● **EXERCISE**:
Leave the pictures out and reproduce all the entries word for word.

=-=-=

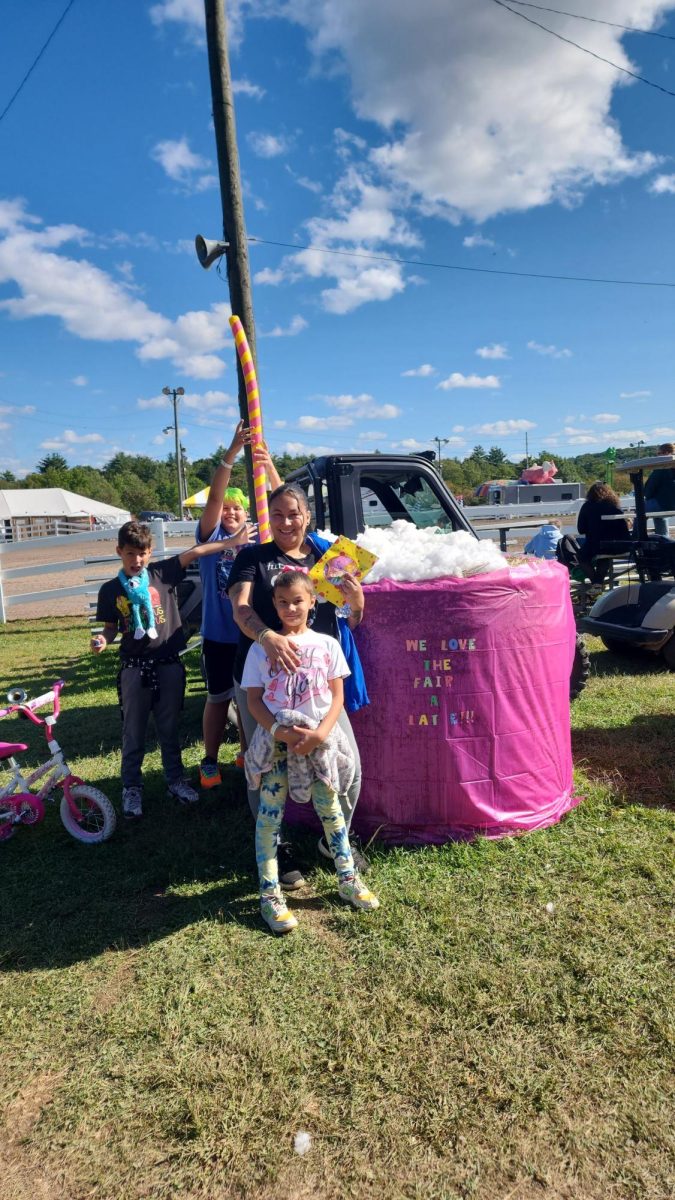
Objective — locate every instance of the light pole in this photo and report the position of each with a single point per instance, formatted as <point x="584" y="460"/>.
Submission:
<point x="174" y="393"/>
<point x="440" y="442"/>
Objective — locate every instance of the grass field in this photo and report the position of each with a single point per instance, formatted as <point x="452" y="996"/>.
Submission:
<point x="463" y="1042"/>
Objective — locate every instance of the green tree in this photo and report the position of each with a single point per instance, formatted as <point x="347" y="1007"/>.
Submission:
<point x="53" y="463"/>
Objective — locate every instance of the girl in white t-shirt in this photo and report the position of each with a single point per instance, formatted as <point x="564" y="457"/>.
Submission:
<point x="315" y="689"/>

=-=-=

● **EXPECTED ANSWER**:
Objective — locate every instance of the light pole in this photo and report the position of each with a single point per instance, formatted as <point x="584" y="460"/>.
Submission:
<point x="174" y="393"/>
<point x="440" y="442"/>
Objective — locate every instance of the grass field in this photo and report the position of each with a single point per instance, formatted as <point x="452" y="996"/>.
Submission:
<point x="463" y="1042"/>
Objective — locate every instance of the green tree in this photo and report the position of each with a single point per instance, formatted as <point x="347" y="1007"/>.
Submission:
<point x="53" y="463"/>
Objective — locate every instance of the girl in white t-shirt in this photo and report the position of each with a single point per instance, formatted as <point x="564" y="457"/>.
Submission:
<point x="315" y="689"/>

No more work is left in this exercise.